[EXCERPTED PASSAGE]
Once, Nepalis kept away their beautiful wives, daughters and sisters from the sight of the Ranas for the fear of taking them away. They locked their wives, daughters and sisters in rooms and did not allow them looking out of their windows during the festivals when the Ranas followed the religious procession. Even then, some of the beautiful women became the victims of Ranas and forcibly taken them away from the families and kept them as concubines.

All the luxurious lives of the Ranas had fell down as the houses of cards immediately after the end of the Rana rule in 1951. Their palaces they considered so beautiful became the state properties but they kept the cash and jewelry. Some of them moved to India with their wealth but most of them stayed on. Their palaces housed the offices of newly created ministries, police and even armies. Some of them managed to keep the palaces for their use.

Whiles Ranas became commoners; some of the NC leaders became the Ranas. They did not think about the people that had shed their blood for tearing down the rule of Ranas but they wanted to set up the rule of NC not the rule of law. So, Nepalis could not dream of the rule of law even after removing the most autocratic rule of Ranas. However, using his most of the political leverage he had gained after removing Ranas from power and the palace, the then king consolidated his power and played a dirty political game to put his authority above anybody and anything. Nepalis slowly sliding back to square one while the NC leaders fought against each other in order to impose the rule of NC rather than the rule of law.

[Position annotation records]

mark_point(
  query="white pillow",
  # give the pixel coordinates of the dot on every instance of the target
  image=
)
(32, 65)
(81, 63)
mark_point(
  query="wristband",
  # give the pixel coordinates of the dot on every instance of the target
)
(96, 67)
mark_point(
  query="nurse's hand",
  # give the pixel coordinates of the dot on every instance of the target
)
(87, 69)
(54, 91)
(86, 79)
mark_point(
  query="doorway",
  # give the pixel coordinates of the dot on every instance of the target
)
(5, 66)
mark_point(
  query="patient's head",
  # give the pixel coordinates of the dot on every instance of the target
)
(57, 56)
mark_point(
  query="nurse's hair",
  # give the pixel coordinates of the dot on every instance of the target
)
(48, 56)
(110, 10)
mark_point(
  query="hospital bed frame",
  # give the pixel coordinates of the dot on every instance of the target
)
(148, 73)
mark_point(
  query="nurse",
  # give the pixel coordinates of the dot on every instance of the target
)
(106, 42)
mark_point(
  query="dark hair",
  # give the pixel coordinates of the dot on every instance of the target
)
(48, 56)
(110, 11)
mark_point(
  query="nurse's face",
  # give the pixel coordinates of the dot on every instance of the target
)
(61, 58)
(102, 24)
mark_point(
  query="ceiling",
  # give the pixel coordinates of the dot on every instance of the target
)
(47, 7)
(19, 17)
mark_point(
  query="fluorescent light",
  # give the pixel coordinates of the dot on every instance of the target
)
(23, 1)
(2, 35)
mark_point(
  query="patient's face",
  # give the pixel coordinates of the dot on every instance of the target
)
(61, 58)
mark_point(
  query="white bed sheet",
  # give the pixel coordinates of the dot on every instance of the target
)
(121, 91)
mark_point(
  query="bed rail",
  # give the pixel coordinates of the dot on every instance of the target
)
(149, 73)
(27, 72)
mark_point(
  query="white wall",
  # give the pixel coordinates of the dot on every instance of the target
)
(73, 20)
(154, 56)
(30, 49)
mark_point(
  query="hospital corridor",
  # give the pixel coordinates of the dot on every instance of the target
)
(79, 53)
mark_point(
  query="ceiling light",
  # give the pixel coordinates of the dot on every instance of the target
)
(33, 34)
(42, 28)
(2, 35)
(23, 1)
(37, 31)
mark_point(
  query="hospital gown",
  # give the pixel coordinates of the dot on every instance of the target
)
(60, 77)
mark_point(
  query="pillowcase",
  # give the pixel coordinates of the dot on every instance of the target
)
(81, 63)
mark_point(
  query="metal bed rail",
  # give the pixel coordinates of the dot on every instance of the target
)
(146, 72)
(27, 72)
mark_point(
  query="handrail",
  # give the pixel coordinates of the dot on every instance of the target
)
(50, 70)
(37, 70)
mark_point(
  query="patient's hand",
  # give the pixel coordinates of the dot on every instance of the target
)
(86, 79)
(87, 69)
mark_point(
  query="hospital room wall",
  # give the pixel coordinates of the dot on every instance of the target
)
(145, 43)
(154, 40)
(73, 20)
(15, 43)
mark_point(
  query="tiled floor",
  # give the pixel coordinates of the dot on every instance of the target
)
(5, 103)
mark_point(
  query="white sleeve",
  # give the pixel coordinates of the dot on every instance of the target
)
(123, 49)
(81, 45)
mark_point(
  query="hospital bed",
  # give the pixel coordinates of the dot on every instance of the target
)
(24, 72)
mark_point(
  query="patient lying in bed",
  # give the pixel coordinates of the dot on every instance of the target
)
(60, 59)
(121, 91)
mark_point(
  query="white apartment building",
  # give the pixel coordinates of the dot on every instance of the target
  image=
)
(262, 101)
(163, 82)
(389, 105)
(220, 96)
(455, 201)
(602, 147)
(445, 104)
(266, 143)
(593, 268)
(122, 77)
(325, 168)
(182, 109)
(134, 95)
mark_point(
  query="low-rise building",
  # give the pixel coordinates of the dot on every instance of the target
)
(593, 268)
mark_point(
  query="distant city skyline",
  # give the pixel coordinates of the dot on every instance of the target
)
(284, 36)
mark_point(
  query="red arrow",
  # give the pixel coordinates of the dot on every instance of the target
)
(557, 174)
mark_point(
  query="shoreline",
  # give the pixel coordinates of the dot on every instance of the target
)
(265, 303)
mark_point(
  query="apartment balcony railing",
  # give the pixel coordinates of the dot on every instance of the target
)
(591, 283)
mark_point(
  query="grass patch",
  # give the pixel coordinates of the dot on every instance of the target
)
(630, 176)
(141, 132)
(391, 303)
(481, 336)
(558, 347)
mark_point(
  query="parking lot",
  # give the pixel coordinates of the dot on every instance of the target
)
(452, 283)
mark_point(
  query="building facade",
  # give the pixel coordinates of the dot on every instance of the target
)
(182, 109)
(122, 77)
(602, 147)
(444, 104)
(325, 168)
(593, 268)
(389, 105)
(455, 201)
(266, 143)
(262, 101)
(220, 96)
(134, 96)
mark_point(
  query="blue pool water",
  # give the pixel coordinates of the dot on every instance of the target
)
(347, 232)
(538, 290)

[LIST OF TASKS]
1 > Reproduce the full passage on Rana rule in Nepal word for word.
2 > How many lines in the records contain the string "light"? Reply with the number alone.

[SOLUTIONS BELOW]
1 >
Once, Nepalis kept away their beautiful wives, daughters and sisters from the sight of the Ranas for the fear of taking them away. They locked their wives, daughters and sisters in rooms and did not allow them looking out of their windows during the festivals when the Ranas followed the religious procession. Even then, some of the beautiful women became the victims of Ranas and forcibly taken them away from the families and kept them as concubines.

All the luxurious lives of the Ranas had fell down as the houses of cards immediately after the end of the Rana rule in 1951. Their palaces they considered so beautiful became the state properties but they kept the cash and jewelry. Some of them moved to India with their wealth but most of them stayed on. Their palaces housed the offices of newly created ministries, police and even armies. Some of them managed to keep the palaces for their use.

Whiles Ranas became commoners; some of the NC leaders became the Ranas. They did not think about the people that had shed their blood for tearing down the rule of Ranas but they wanted to set up the rule of NC not the rule of law. So, Nepalis could not dream of the rule of law even after removing the most autocratic rule of Ranas. However, using his most of the political leverage he had gained after removing Ranas from power and the palace, the then king consolidated his power and played a dirty political game to put his authority above anybody and anything. Nepalis slowly sliding back to square one while the NC leaders fought against each other in order to impose the rule of NC rather than the rule of law.

2 > 2